- EXERCISE PROMPT: Repeat word for word the passage below about the meeting with Menahem Golan at Cannon.

I asked if they had read them all and she said Of course not… but I’ll read yours on the flight up and if I think it’s OK I’ll submit it to him.
In about three weeks, as I’m leaving my apartment in North Hollywood, I turned on my answering machine and as I close and lock the door I hear the phone ringing, and through the door I hear Hi Mike, this is Priscilla McDonald, and Menahem Golan would like to have a meeting with you— and I nearly broke the door down to get to the phone before she hung up.
So when I went to Cannon, this was the thing… she had already told [Golan] a little bit about my reputation and who I was and that I had written the script. Now this is just my understanding based on the events that transpired — when I first met him, he walked me through the office as if I was his next big star in martial arts. All the way down it was come here, this is Mike Stone, he’s going to be our next star, going to make the ninja!

- SUPPLIED MATERIAL:
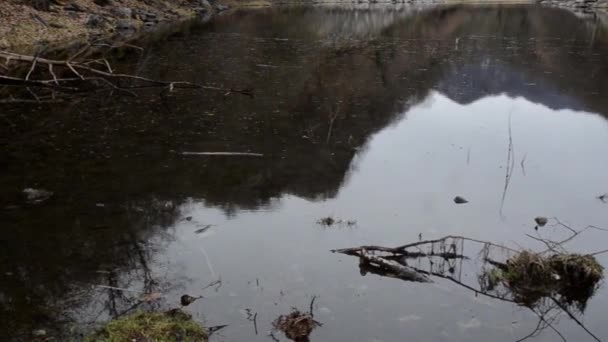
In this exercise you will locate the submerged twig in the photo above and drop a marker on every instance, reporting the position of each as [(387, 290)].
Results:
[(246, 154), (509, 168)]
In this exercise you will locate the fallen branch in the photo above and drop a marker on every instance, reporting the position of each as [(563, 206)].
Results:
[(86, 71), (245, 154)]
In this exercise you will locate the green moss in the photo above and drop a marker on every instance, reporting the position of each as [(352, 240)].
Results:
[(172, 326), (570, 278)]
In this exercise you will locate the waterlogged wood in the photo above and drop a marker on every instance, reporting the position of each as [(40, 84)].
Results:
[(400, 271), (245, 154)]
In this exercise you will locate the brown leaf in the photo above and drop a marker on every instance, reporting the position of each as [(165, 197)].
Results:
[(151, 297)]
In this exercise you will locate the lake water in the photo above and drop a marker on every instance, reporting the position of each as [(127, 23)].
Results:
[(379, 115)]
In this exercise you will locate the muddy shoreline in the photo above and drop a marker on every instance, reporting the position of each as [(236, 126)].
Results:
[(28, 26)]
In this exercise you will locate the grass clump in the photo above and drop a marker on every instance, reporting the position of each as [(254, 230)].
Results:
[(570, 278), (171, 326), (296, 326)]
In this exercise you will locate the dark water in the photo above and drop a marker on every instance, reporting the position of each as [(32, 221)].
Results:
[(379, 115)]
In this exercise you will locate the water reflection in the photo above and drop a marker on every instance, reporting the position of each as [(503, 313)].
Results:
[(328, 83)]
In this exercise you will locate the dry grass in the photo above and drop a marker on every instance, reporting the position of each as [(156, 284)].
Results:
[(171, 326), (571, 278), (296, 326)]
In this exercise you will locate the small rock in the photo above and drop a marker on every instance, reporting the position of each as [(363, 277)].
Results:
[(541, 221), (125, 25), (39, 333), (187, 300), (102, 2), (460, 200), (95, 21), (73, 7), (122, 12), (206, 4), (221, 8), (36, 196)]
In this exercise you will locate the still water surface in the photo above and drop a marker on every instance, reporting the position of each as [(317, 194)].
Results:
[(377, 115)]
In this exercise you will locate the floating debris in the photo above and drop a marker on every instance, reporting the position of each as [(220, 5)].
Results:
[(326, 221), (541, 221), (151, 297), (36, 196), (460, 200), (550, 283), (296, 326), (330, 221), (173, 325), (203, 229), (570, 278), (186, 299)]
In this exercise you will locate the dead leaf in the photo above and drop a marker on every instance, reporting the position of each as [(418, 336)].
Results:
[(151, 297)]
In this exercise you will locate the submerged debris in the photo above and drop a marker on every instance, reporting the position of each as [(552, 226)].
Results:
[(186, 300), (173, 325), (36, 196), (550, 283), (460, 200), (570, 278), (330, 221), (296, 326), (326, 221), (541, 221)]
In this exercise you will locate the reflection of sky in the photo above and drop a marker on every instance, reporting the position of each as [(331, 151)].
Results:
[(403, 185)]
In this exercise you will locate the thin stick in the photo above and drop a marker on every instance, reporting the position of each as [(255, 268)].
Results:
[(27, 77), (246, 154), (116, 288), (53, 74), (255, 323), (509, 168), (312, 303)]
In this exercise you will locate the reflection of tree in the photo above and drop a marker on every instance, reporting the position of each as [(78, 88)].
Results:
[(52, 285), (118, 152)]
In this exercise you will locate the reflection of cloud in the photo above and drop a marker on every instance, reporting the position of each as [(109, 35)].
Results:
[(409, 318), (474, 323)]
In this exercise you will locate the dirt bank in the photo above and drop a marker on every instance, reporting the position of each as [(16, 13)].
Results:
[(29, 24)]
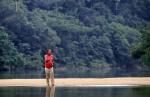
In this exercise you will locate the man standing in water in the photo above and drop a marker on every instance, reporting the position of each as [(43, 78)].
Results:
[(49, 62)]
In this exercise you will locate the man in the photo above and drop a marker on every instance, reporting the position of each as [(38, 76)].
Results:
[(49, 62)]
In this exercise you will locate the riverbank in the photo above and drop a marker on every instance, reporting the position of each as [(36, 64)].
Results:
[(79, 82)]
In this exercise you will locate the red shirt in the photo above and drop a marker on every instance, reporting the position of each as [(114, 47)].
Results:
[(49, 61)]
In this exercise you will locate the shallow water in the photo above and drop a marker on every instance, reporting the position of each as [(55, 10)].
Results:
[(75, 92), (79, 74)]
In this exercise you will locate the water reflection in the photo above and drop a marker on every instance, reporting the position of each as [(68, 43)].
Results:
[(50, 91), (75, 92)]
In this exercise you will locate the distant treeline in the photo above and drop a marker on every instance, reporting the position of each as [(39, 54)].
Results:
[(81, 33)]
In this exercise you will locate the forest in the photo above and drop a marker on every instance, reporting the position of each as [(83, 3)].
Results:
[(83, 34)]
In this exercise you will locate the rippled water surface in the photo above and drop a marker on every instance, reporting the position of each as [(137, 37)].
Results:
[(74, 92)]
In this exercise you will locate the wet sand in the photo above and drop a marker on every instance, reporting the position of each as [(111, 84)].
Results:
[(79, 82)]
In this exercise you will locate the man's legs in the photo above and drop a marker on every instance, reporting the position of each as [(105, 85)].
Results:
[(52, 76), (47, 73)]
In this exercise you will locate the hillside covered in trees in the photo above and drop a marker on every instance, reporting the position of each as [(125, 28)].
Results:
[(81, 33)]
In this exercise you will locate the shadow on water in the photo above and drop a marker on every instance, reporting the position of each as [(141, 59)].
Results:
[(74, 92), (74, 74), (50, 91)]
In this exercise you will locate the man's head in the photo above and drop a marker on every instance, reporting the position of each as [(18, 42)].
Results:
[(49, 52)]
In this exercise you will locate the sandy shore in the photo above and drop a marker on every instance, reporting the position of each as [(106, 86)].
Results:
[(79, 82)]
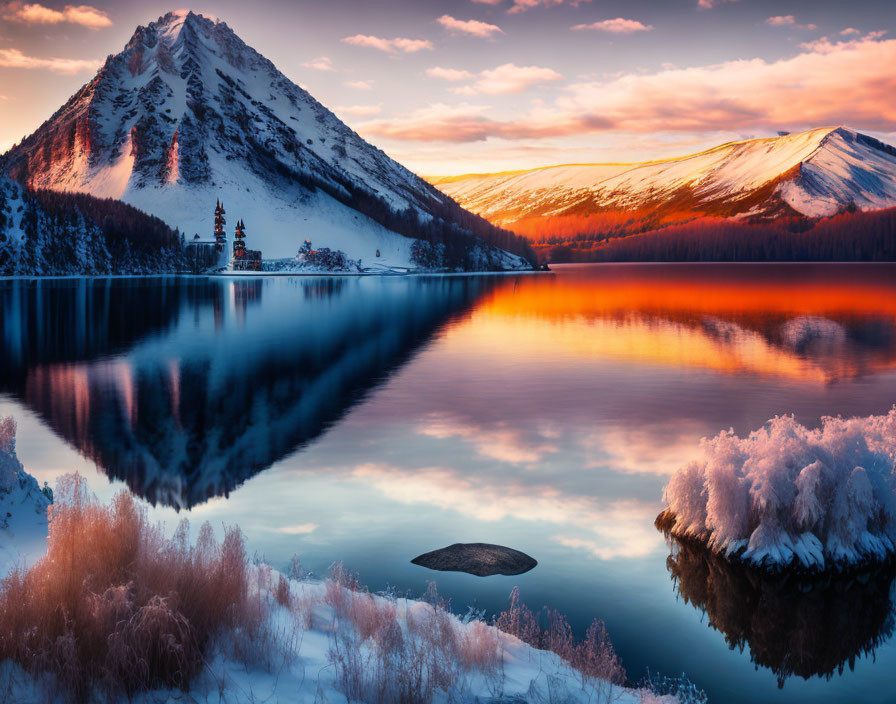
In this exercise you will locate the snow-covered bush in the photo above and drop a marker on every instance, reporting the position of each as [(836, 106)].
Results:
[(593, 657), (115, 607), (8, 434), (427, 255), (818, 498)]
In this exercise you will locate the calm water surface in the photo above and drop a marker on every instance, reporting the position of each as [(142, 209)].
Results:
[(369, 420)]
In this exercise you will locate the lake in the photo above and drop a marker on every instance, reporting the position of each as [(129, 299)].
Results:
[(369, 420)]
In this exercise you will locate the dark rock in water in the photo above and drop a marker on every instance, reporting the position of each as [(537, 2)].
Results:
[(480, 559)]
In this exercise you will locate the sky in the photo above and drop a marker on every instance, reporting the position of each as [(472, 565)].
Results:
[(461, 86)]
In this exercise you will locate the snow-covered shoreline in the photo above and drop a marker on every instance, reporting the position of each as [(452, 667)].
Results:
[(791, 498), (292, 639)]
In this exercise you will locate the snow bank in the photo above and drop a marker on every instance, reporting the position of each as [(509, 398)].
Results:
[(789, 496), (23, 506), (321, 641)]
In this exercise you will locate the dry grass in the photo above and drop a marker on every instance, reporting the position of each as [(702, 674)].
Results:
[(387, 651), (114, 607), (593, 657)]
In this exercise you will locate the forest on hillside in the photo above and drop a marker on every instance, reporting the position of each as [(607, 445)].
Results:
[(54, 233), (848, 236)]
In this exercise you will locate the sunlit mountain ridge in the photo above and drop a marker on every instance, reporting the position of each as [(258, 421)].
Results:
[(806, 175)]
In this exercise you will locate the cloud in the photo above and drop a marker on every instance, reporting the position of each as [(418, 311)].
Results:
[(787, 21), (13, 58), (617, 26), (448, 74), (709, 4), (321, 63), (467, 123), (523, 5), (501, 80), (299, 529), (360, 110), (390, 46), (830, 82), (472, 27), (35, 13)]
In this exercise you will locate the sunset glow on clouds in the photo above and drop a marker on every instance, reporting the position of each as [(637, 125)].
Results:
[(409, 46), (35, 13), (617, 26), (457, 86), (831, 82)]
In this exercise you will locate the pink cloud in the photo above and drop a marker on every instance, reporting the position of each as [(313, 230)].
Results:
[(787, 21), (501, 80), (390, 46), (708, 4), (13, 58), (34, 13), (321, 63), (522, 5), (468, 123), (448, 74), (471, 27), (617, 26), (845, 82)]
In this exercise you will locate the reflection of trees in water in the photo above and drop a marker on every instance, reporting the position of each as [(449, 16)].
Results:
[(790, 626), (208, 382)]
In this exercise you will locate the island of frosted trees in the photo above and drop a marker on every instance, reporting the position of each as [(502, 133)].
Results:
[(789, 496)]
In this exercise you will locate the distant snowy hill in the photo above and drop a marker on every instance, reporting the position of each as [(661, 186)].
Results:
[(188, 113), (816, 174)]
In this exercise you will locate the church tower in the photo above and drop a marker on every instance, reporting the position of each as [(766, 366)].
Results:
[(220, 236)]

...

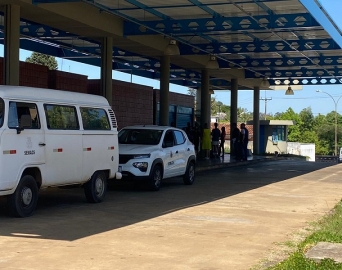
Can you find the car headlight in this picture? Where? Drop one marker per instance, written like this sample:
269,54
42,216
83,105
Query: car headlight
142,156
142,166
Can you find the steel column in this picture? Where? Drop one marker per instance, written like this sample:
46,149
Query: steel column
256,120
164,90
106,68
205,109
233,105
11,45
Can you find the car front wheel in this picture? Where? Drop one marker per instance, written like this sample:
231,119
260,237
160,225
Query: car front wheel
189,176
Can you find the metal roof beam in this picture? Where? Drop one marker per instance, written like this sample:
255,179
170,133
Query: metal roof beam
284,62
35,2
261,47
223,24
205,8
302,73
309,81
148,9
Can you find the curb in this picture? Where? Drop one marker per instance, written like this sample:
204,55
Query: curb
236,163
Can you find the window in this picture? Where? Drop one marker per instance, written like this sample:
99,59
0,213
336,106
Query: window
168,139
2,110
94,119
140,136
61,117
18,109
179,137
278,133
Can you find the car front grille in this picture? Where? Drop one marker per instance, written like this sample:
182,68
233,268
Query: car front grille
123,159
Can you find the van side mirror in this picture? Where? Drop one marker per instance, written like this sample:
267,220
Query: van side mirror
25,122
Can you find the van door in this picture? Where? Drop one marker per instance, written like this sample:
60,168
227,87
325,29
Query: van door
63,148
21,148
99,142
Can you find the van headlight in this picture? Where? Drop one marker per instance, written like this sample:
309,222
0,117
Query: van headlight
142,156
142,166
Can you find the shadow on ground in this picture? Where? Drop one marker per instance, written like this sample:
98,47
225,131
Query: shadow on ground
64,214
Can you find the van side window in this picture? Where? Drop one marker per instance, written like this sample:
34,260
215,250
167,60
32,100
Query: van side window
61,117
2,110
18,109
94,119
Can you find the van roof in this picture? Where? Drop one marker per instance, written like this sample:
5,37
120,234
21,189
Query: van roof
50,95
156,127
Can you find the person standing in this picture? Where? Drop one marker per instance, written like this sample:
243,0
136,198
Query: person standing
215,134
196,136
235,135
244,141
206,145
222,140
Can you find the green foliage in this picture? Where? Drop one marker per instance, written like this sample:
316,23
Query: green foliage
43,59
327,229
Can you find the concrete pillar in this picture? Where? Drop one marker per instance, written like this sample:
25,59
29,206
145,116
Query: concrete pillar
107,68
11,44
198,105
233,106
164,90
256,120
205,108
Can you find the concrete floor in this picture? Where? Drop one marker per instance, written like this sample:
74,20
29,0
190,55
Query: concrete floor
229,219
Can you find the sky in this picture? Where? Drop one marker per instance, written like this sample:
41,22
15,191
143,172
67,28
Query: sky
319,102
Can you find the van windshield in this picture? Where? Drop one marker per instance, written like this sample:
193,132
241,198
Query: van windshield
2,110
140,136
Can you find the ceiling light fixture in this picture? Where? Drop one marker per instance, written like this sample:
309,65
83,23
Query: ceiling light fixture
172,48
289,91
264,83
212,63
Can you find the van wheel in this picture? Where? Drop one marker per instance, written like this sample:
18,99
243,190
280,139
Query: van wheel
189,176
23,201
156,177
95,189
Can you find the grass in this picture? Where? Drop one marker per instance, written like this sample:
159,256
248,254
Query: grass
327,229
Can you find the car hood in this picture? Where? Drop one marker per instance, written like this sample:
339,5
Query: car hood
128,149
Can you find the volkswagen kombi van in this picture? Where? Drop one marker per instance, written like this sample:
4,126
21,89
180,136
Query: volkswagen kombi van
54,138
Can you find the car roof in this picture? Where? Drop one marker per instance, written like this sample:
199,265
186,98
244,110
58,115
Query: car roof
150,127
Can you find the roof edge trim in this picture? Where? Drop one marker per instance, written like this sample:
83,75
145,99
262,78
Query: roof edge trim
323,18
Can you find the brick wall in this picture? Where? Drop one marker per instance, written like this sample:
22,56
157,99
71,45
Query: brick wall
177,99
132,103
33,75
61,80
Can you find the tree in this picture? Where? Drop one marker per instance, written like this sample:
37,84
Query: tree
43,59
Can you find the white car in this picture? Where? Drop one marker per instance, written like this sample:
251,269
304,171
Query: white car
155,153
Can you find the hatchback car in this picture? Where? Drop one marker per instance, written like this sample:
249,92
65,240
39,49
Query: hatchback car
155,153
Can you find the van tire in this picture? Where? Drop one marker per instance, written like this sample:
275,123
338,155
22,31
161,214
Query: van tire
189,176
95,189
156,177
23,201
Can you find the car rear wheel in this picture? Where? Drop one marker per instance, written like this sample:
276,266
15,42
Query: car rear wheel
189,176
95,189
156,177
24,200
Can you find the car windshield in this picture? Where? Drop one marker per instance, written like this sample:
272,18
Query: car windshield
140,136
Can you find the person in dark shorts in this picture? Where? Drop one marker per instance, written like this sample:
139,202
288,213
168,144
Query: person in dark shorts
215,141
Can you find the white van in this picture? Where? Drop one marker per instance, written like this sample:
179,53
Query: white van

- IN RESPONSE:
I asked if they had read them all and she said Of course not… but I’ll read yours on the flight up and if I think it’s OK I’ll submit it to him.
In about three weeks, as I’m leaving my apartment in North Hollywood, I turned on my answering machine and as I close and lock the door I hear the phone ringing, and through the door I hear Hi Mike, this is Priscilla McDonald, and Menahem Golan would like to have a meeting with you— and I nearly broke the door down to get to the phone before she hung up.
So when I went to Cannon, this was the thing… she had already told [Golan] a little bit about my reputation and who I was and that I had written the script. Now this is just my understanding based on the events that transpired — when I first met him, he walked me through the office as if I was his next big star in martial arts. All the way down it was come here, this is Mike Stone, he’s going to be our next star, going to make the ninja!